Zu lesender Auszug:

★ ★ ★ ★ ★

Westeisenbahner
Von Erich Glodschey
Über einem Bahnhof der Normandie liegt nächtliches Dunkel. Das Auge erkennt unter dem bedeckten Himmel nur ungewisse Umrisse, aber das Ohr nimmt die Zeichen einer angespannten Tätigkeit auf den Gleisen und Rampen wahr. Metallisches Klirren der Laufketten schwerer Panzer und das tiefe Gebrumm ihrer anspringenden Motoren schallt herüber. Wir sind an einer Betriebsspitze der Eisenbahn. Zug um Zug der Panzer trifft ein, wird einladen und rollt frontwärts zum Kampf gegen die Invasoren. Erst kurz zuvor war die Eisenbahnstrecke, die in der Nähe Bombentreffer aufwies, geflickt und der halbzerstörte Bahnhof zur Entladung behelfsmäßig hergerichtet worden. Eine kleine Schar deutscher Eisenbahner hatte hier die Voraussetzungen geschaffen, um die Transportzüge um eine erhebliche Anzahl von Kilometern näher an den Kampfraum heranzuführen.
Was die blauen Eisenbahner im Westen zu leisten haben, ist schon seit Monaten eine Aufgabe geworden, die nicht weniger Einsatzbereitschaft und Entschlossenheit erfordert als die Taten der Eisenbahner im Ostfeldzug, deren Bedeutung für die Kriegführung nicht mehr hervorgehoben zu werden braucht. Bereits seit dem Frühjahr haben die Engländer und Nordamerikaner als Vorbereitungsfeuer der Invasion ihre schweren Luftangriffe ganz besonders gegen Verkehrsziele in den besetzten Westgebieten gerichtet. Sie haben viele französische Städte und Dörfer in rücksichtslosem Terror gegen ihre ursprünglichen Verbündeten mit Bomben niedergewalzt, und haben als Ziel angegeben, eine „Verkehrsblockade“ zu erreichen. Der Feind setzte in der Luft alles daran, um den Bau der Befestigungen des Atlantikwalls sowie der Anlagen für neue deutsche Waffen, und um schließlich im Augenblick der Landung auf französischem Boden den Nachschub des deutschen Heeres zu unterbinden. Die deutschen Eisenbahner im Westraum wussten aus diesen Vorgängen, welche ernsten Probleme von ihnen zu lösen waren.

★ ★ ★ ★ ★

Datenteil:
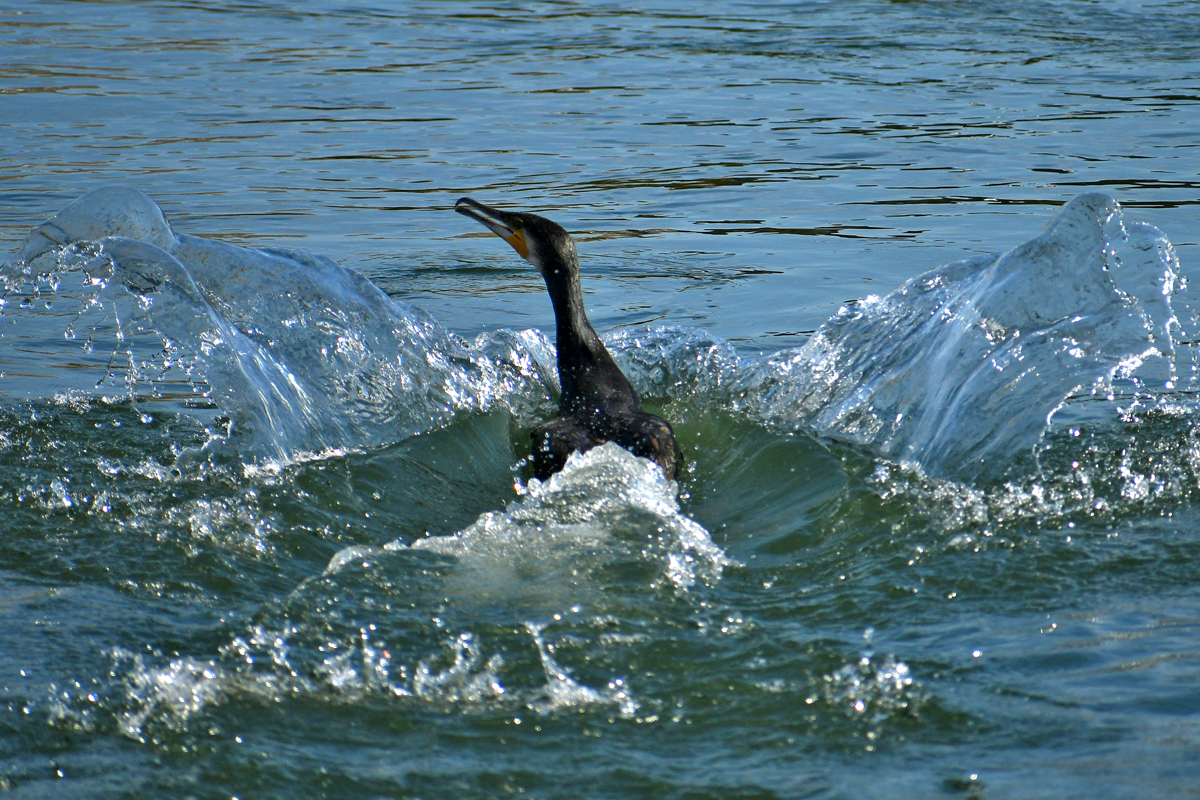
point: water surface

★ ★ ★ ★ ★

Zu erledigende Aufgaben:
a - Beantworten Sie diese Fragen zum Text über die Westeisenbahner:
(i) Was war kurz zuvor in der Nähe des Bahnhofs in der Normandie geflickt worden?
(ii) Seit wann richteten die Engländer und Nordamerikaner ihre schweren Luftangriffe besonders gegen Verkehrsziele in den besetzten Westgebieten?
(iii) Welches Ziel gaben sie dabei an?
b - Ersetzen Sie im Text über die Westeisenbahner „Normandie“ durch „Bretagne“, und geben Sie alles von „Westeisenbahner“ bis hinunter zu „den Kampfraum heranzuführen.“ wieder.

Die Ergebnisse:
a -
(i) Die Eisenbahnstrecke, die in der Nähe Bombentreffer aufwies.
(ii) Seit dem Frühjahr.
(iii) Eine „Verkehrsblockade“ zu erreichen.

b -
Westeisenbahner
Von Erich Glodschey
Über einem Bahnhof der Bretagne liegt nächtliches Dunkel. Das Auge erkennt unter dem bedeckten Himmel nur ungewisse Umrisse, aber das Ohr nimmt die Zeichen einer angespannten Tätigkeit auf den Gleisen und Rampen wahr. Metallisches Klirren der Laufketten schwerer Panzer und das tiefe Gebrumm ihrer anspringenden Motoren schallt herüber. Wir sind an einer Betriebsspitze der Eisenbahn. Zug um Zug der Panzer trifft ein, wird einladen und rollt frontwärts zum Kampf gegen die Invasoren. Erst kurz zuvor war die Eisenbahnstrecke, die in der Nähe Bombentreffer aufwies, geflickt und der halbzerstörte Bahnhof zur Entladung behelfsmäßig hergerichtet worden. Eine kleine Schar deutscher Eisenbahner hatte hier die Voraussetzungen geschaffen, um die Transportzüge um eine erhebliche Anzahl von Kilometern näher an den Kampfraum heranzuführen.